Beginning with the line below that contains "</instance>" and ending with the line that contains "positive clicks: (497, 64)", copy every line exactly. Copy nothing else.

** Opening Data supplied block **

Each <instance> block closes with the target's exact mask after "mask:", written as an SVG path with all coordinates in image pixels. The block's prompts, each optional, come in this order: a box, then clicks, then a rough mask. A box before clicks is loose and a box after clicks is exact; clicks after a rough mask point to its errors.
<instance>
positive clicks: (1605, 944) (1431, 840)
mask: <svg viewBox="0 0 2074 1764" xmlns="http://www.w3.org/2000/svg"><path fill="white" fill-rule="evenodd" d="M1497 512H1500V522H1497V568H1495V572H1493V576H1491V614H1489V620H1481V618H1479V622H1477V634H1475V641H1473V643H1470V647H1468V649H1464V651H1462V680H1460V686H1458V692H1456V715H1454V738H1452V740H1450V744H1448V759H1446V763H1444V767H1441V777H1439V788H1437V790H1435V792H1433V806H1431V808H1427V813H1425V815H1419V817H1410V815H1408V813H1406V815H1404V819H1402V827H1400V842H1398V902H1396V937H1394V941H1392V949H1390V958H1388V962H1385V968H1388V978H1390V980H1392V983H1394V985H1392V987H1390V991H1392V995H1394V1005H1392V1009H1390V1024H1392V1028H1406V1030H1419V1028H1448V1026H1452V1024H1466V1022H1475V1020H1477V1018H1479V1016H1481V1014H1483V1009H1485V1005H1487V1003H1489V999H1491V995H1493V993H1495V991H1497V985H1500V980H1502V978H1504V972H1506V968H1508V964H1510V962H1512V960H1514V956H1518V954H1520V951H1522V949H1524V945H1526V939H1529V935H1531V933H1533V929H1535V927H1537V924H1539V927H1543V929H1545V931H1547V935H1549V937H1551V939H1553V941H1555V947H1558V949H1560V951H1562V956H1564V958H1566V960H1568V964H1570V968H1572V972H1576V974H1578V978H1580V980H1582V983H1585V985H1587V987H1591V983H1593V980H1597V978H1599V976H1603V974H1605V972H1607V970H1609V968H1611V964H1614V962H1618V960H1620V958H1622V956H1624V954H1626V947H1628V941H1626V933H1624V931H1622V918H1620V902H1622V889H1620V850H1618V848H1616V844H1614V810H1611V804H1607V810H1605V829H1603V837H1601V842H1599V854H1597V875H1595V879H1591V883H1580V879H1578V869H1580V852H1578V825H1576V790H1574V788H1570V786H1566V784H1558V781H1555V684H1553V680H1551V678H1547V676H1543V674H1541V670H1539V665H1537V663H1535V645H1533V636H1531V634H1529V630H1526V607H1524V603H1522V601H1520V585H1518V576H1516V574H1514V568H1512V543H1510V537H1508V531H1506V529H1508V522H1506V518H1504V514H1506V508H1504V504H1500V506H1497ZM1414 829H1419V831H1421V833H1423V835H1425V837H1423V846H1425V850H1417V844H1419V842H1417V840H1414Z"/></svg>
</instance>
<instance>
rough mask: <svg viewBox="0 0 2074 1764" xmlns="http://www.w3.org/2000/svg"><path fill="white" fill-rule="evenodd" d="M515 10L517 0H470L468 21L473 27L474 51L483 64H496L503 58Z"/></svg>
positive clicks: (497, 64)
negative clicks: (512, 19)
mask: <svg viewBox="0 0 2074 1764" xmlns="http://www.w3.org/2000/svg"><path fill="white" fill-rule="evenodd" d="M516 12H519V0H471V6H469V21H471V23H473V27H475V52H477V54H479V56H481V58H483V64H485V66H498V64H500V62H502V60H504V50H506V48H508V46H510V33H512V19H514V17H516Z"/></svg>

** Closing Data supplied block **

Answer box ::
</instance>
<instance>
rough mask: <svg viewBox="0 0 2074 1764" xmlns="http://www.w3.org/2000/svg"><path fill="white" fill-rule="evenodd" d="M515 10L517 0H470L468 21L473 27L474 51L483 64H496L503 58Z"/></svg>
positive clicks: (497, 64)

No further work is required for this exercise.